[RECORD EXTRACTS Boundary: Start]
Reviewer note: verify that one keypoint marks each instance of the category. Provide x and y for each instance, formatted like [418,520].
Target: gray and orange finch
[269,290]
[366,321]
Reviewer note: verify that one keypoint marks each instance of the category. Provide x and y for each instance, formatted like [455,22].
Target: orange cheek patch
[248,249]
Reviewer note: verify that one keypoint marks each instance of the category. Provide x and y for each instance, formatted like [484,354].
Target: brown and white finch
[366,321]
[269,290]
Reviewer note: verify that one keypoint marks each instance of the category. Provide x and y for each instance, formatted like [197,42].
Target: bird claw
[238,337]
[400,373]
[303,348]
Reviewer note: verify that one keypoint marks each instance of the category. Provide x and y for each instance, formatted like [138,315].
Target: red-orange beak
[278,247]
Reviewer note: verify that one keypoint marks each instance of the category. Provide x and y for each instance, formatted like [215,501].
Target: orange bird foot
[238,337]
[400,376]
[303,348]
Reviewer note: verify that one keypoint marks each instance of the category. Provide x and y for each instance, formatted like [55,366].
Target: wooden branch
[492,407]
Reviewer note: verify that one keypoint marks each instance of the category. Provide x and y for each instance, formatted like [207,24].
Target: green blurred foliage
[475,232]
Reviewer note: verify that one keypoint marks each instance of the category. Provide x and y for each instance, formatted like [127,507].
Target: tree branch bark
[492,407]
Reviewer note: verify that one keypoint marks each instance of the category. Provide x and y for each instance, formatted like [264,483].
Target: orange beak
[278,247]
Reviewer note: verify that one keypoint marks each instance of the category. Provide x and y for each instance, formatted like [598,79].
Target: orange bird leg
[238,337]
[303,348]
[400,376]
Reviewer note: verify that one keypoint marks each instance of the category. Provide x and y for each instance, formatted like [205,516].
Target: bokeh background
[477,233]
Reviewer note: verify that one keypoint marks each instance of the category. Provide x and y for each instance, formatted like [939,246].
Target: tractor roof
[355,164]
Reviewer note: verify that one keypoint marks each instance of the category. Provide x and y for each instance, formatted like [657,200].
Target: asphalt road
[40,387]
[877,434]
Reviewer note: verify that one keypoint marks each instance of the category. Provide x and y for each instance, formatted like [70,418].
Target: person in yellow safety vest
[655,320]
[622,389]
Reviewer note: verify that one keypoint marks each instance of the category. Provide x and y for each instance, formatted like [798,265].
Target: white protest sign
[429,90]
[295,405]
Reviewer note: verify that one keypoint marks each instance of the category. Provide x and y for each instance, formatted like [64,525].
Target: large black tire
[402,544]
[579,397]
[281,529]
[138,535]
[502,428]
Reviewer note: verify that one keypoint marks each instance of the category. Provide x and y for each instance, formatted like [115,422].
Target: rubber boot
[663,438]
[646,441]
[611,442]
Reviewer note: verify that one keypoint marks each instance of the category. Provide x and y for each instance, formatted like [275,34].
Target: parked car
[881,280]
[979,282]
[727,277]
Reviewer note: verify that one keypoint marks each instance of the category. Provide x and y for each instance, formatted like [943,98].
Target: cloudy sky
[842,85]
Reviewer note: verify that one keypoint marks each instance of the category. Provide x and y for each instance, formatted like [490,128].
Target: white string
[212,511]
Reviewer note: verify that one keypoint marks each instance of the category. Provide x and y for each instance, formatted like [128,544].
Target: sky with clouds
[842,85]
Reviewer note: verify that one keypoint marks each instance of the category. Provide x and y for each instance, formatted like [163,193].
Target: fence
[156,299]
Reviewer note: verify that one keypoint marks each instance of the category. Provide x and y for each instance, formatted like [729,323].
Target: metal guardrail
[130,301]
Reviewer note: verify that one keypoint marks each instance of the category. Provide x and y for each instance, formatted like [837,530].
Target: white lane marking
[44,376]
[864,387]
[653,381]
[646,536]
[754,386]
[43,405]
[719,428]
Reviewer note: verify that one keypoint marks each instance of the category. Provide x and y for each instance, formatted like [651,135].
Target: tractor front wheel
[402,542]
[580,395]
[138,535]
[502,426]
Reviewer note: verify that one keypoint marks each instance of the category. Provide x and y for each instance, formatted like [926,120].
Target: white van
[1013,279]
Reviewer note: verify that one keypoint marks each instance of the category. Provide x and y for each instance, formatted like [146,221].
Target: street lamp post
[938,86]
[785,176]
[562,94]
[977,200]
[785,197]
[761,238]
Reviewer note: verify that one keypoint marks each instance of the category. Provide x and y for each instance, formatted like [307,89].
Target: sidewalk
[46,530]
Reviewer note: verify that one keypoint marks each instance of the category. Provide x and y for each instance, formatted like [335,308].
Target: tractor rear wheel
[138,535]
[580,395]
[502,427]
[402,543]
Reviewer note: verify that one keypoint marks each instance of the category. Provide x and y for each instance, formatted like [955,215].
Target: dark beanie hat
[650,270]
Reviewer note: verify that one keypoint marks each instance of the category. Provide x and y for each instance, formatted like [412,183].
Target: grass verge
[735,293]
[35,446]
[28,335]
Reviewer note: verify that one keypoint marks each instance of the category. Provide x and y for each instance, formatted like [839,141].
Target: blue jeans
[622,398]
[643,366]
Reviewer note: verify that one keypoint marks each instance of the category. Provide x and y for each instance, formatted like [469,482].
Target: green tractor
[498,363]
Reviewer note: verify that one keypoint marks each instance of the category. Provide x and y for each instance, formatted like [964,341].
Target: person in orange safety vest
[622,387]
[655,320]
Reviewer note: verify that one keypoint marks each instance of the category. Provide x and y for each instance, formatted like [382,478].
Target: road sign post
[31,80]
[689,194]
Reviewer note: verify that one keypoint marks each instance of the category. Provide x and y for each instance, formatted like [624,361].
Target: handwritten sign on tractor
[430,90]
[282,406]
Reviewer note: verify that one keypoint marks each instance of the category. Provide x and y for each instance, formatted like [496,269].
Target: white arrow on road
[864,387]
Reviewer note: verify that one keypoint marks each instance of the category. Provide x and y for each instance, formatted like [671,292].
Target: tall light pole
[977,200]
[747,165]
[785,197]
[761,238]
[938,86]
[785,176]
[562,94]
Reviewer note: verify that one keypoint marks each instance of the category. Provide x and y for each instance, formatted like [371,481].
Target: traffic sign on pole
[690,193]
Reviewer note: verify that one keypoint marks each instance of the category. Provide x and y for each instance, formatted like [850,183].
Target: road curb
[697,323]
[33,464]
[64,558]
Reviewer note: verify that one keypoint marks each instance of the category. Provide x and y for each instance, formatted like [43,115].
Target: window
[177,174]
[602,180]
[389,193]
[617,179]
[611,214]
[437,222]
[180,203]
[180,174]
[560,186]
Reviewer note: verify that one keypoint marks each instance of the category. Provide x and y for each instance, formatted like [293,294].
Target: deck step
[RECORD EXTRACTS Boundary: End]
(EXERCISE AIM):
What is needed is an exact transcription of every entry above.

(ANSWER TO THE EXERCISE):
Reviewer note: verify that one keypoint marks each instance of the category. Provide x and y for each instance, formatted like [418,520].
Target: gray and orange finch
[269,290]
[366,321]
Reviewer note: verify that one keypoint marks each instance of the category. Provide x and y for each instance, formatted like [455,22].
Target: orange cheek patch
[248,249]
Reviewer note: verify that one keypoint marks each instance of the category. Provide x and y for each instance, formatted like [484,354].
Target: brown and white finch
[366,321]
[269,290]
Reviewer note: verify that one keypoint marks each instance of the category. Provide x and y for each instance, formatted like [197,42].
Target: bird claw
[238,337]
[400,373]
[303,348]
Reviewer note: verify that one keypoint marks each instance of the category. Provide x and y for each instance, formatted like [138,315].
Target: red-orange beak
[278,247]
Reviewer note: verify that one keypoint marks each instance of the category. Provide x and y for each instance, formatted like [215,501].
Target: orange bird foot
[238,337]
[400,376]
[303,348]
Reviewer note: verify that one keypoint marks each instance of the category. Provide x and y for each instance, formatted like [55,366].
Target: wooden branch
[492,407]
Reviewer note: verify that one keypoint marks each instance of the category. Provide x and y for each instance, formatted like [207,24].
Target: green blurred foliage
[475,232]
Reviewer note: verify that one keypoint marks each instance of the category. Provide x and y for each instance, formatted like [127,507].
Target: tree branch bark
[492,407]
Reviewer note: verify that one keypoint marks each instance of the category. Provide x and y for each instance, formatted like [264,483].
Target: orange beak
[278,247]
Reviewer note: verify that one keypoint marks each instance of the category. Provide x and y for each instance, formatted like [598,79].
Target: orange bird leg
[238,337]
[303,348]
[400,376]
Reviewer note: verify that one keypoint marks each instance of the category. Provide x and y for each instance, formatted like [205,516].
Target: bokeh background
[477,233]
Reviewer note: verify that one keypoint marks each instance of the category. Provide x and y for each instance, formatted like [939,246].
Target: tractor roof
[355,164]
Reviewer note: verify that one keypoint marks each instance of the category. Provide x and y for each instance, formatted like [657,200].
Target: asphalt road
[40,387]
[877,434]
Reviewer note: verify that one keypoint marks each instance of the category. Provide x and y for each instance, formatted like [70,418].
Target: person in yellow safety vest
[655,320]
[622,389]
Reviewer note: verify that one keypoint marks each instance of the category. Provide x and y for each instance, formatted like [798,265].
Target: white protest sign
[429,90]
[295,405]
Reviewer note: verify that one keypoint marks each instance of the category. Provide x and y for each instance, formatted like [64,525].
Target: large black tire
[402,544]
[579,397]
[281,529]
[138,535]
[502,428]
Reviewer note: verify that one keypoint marks each instance of the category. Provide x and y for each instance, formatted like [115,422].
Target: rubber boot
[663,438]
[646,441]
[611,442]
Reviewer note: verify that one keypoint marks each instance of the category. Provide x and y for each instance, formatted like [275,34].
Target: parked car
[881,280]
[979,282]
[727,277]
Reviewer note: verify that one keypoint marks each instance of the category. Provide x and y for each instance, formatted like [943,98].
Target: cloudy sky
[842,85]
Reviewer note: verify that one keypoint marks each instance of the category. Provide x and y for each instance, formatted like [490,128].
Target: white string
[212,511]
Reviewer note: verify that one keypoint marks each instance of the category. Provide x and y for each instance, formatted like [128,544].
Target: sky with clouds
[842,85]
Reviewer note: verify that one keypoint marks each instance of the category. Provide x and y for each instance, formatted like [163,193].
Target: fence
[156,299]
Reviewer note: verify that one keypoint marks each instance of the category. Provide x and y for each instance, formatted like [729,323].
Target: metal guardrail
[130,301]
Reviewer note: verify that one keypoint marks each instance of the category. Provide x and y for each instance, formatted like [837,530].
Target: white lane marking
[44,376]
[864,387]
[653,381]
[646,536]
[754,386]
[43,405]
[719,428]
Reviewer note: verify that one keypoint marks each instance of the category. Provide x and y for each instance, formatted like [651,135].
Target: tractor front wheel
[402,542]
[580,395]
[138,535]
[502,426]
Reviewer note: verify that one keypoint marks each instance of the category. Provide x and y for each instance, formatted like [926,120].
Target: white van
[1013,279]
Reviewer note: verify that one keypoint marks each instance of the category. Provide x and y for each instance, formatted like [146,221].
Target: street lamp post
[938,86]
[785,176]
[562,94]
[977,200]
[785,197]
[761,238]
Reviewer note: verify that one keypoint marks each instance of the category. Provide x and y for each instance, formatted like [307,89].
Target: sidewalk
[46,530]
Reviewer note: verify that one keypoint marks each instance of the category. Provide x and y for each instance, formatted like [335,308].
Target: tractor rear wheel
[138,535]
[580,395]
[502,427]
[402,543]
Reviewer note: verify that one keypoint marks each instance of the category. Provide x and y for each instance, formatted like [955,215].
Target: dark beanie hat
[650,270]
Reviewer note: verify that one keypoint marks each instance of the category. Provide x and y for each instance, formatted like [412,183].
Target: grass verge
[735,293]
[35,446]
[28,335]
Reviewer note: verify that one keypoint marks each instance of the category. Provide x and y for each instance, formatted like [839,141].
Target: blue jeans
[622,398]
[643,366]
Reviewer note: verify that one keypoint marks each instance of the category. Provide x and y for each instance, formatted like [469,482].
Target: green tractor
[498,363]
Reviewer note: verify that one keypoint marks each instance of the category. Provide x and y for each instance, formatted like [964,341].
Target: person in orange safety vest
[622,387]
[655,320]
Reviewer note: verify that one keypoint marks each instance of the category. Provide x and y for each instance, formatted like [382,478].
Target: road sign post
[31,80]
[689,194]
Reviewer note: verify that one keypoint marks each instance of the category. Provide x and y for each instance, formatted like [624,361].
Target: handwritten sign on tractor
[430,90]
[282,406]
Reviewer note: verify that one keypoint marks each instance of the category. Provide x and y for each instance, formatted like [496,269].
Target: white arrow on road
[864,387]
Reviewer note: verify that one keypoint marks each instance of the category. Provide x and y for each instance, formatted like [671,292].
Target: tall light pole
[977,200]
[747,165]
[785,197]
[761,238]
[938,86]
[785,176]
[562,94]
Reviewer note: verify that one keypoint marks each instance of the category. Provide x and y for each instance, formatted like [371,481].
Target: traffic sign on pole
[690,193]
Reviewer note: verify that one keypoint marks each instance of the category. Provide x and y for each instance, formatted like [850,183].
Target: road curb
[697,323]
[33,464]
[64,558]
Reviewer note: verify that one keypoint marks each instance of the category. Provide x and y for each instance, formatted like [43,115].
Target: window
[177,174]
[602,180]
[389,193]
[617,179]
[611,214]
[437,222]
[180,203]
[180,174]
[560,186]
Reviewer note: verify that one keypoint marks each instance of the category. Provide x and y for each instance, formatted like [293,294].
Target: deck step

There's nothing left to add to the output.